• WHAT IS BEING ASKED:
Copy out the stretch from the line containing "Habitat-census task: mark the denim" through the line containing "point(544, 128)", substituting "banner" for "poster" and leaving everything else unchanged.

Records
++++++++++++++++++++

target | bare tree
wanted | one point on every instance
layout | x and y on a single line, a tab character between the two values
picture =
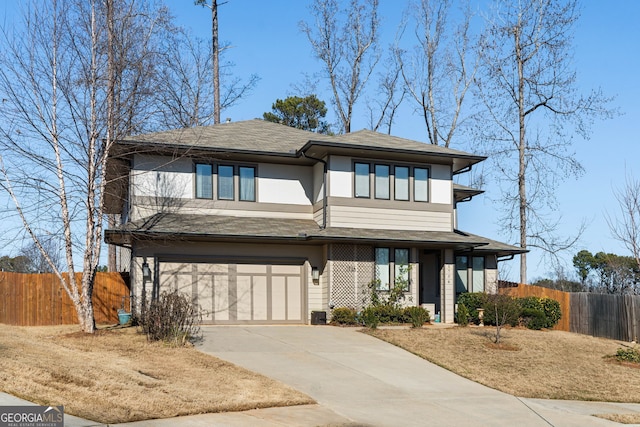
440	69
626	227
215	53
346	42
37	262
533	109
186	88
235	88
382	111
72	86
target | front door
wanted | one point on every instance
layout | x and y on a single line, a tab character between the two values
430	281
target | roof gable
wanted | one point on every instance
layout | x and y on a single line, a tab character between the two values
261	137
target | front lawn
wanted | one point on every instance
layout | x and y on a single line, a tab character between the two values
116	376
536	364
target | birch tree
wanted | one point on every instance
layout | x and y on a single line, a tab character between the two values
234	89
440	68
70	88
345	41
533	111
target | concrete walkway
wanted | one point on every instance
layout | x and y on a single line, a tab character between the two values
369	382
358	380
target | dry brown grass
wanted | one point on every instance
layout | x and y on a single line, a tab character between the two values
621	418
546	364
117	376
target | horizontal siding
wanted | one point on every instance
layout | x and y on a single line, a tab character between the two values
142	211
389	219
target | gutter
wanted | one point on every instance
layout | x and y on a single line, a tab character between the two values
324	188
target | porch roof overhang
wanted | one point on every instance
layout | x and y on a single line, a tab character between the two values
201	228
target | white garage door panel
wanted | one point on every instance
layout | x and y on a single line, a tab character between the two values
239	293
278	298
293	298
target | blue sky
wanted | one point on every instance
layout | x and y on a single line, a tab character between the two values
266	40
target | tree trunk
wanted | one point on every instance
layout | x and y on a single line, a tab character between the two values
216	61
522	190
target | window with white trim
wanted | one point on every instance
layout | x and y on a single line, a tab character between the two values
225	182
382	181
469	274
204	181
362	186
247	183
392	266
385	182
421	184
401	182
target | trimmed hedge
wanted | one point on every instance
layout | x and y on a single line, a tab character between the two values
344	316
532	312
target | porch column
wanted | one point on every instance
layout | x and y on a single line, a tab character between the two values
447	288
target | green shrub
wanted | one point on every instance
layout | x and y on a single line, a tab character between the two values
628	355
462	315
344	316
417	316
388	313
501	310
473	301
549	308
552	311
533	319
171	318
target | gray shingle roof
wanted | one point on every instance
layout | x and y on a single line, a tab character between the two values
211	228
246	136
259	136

++++++++++++++++++++

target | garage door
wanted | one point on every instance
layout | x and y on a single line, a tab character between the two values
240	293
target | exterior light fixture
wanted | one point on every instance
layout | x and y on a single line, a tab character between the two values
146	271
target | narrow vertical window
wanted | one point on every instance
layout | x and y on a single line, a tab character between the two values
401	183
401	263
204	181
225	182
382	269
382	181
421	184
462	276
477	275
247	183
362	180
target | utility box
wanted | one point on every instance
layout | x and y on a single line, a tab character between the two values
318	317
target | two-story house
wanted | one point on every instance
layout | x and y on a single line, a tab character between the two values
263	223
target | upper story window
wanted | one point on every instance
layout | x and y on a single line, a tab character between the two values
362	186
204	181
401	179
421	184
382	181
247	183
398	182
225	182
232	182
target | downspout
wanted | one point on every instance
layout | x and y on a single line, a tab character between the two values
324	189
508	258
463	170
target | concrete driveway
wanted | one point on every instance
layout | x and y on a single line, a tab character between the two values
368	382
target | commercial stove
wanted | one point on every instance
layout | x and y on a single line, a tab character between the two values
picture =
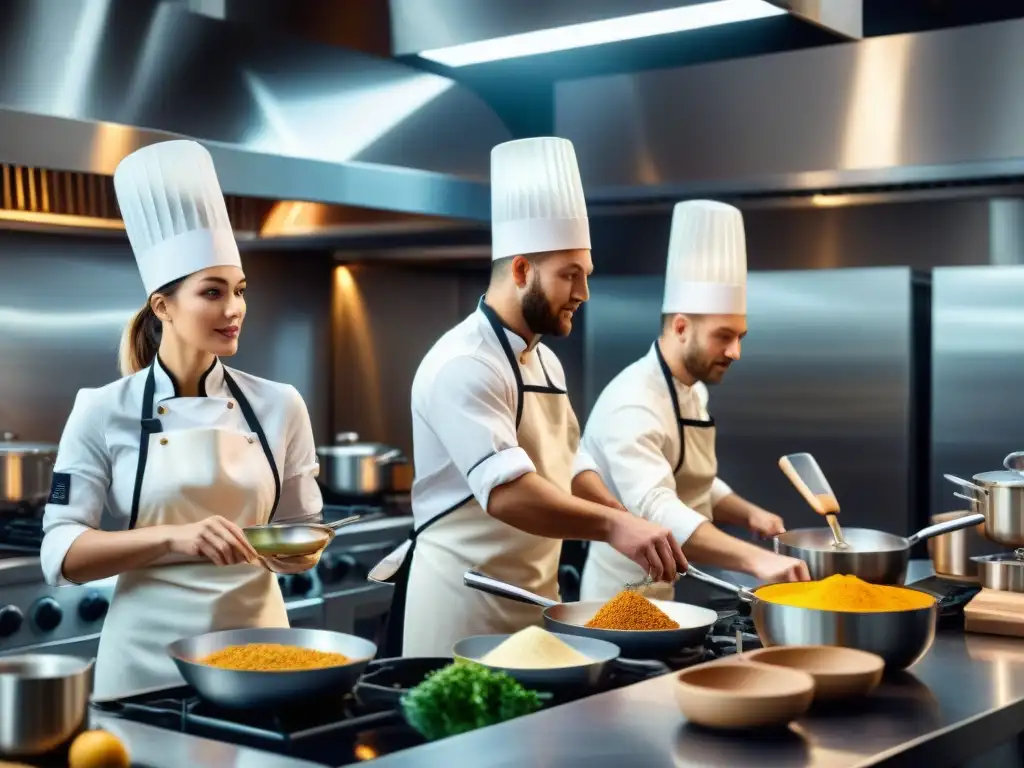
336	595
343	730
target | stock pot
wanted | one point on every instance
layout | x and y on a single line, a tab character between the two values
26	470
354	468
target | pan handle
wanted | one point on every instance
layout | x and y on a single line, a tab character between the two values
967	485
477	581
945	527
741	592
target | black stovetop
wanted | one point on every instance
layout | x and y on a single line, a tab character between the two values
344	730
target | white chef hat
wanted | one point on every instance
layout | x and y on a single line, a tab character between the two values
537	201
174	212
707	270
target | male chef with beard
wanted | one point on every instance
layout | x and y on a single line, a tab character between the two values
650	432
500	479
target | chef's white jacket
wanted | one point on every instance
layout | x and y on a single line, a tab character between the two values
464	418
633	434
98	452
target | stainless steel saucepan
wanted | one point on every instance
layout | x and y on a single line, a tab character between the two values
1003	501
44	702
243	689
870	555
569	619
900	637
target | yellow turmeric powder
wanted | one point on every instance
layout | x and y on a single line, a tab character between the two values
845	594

++++++++++++++++++++

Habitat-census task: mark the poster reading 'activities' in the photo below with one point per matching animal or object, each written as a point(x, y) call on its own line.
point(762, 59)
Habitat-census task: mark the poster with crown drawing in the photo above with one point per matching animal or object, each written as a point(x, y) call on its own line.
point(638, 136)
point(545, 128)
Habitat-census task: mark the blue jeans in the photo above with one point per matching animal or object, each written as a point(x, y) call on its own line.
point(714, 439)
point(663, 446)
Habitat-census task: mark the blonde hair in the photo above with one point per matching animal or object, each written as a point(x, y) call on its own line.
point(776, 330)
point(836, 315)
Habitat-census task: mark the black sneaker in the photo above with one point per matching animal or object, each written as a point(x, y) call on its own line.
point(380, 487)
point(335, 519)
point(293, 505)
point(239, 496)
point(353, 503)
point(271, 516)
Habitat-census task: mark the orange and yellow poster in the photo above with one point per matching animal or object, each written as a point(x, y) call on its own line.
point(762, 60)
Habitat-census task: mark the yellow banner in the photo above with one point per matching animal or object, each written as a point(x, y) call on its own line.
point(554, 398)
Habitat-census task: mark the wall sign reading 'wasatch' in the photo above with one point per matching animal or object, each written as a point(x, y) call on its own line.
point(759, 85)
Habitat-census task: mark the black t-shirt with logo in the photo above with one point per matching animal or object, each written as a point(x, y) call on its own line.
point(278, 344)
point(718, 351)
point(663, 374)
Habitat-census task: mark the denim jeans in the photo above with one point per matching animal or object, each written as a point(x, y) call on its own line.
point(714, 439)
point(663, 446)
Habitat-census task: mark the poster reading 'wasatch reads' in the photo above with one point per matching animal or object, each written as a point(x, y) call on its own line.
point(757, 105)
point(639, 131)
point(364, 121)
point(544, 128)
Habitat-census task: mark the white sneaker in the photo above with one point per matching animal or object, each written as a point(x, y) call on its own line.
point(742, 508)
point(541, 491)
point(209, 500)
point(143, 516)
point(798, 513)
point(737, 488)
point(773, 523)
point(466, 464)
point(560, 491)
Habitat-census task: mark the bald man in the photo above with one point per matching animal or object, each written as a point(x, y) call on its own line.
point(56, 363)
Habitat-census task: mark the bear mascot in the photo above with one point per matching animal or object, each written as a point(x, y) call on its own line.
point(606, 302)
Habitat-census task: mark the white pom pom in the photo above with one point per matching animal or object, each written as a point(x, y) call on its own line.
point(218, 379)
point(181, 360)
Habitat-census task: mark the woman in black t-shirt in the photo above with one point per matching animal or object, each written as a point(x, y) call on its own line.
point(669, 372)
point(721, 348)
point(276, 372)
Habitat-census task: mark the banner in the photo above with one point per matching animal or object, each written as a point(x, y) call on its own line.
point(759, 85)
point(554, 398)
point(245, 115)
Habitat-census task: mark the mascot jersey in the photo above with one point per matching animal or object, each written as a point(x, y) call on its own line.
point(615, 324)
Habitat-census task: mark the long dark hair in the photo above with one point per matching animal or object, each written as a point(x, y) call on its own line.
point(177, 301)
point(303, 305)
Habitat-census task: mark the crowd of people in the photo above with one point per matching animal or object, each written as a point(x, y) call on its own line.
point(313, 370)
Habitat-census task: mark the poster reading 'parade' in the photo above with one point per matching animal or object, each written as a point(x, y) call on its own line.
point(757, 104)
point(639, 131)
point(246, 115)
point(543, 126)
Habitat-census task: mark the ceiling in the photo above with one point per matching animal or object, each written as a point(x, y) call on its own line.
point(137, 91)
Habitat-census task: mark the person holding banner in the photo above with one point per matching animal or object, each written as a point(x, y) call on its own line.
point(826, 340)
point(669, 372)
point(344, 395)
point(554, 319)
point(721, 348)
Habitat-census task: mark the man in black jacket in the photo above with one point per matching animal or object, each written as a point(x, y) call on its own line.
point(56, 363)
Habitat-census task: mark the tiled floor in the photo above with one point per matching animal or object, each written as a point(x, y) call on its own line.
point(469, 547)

++++++++++++++++++++

• EXERCISE RESULT:
Habitat-census task: mark the denim jeans in the photo above with one point per matching animal or object, each written as a point(x, y) call on its own line.
point(714, 439)
point(663, 446)
Habitat-census task: mark the banner reading 'wasatch reads' in the photo above with one point per matching animal or object, each written as a point(x, y) call on its own line.
point(757, 105)
point(639, 131)
point(364, 121)
point(544, 128)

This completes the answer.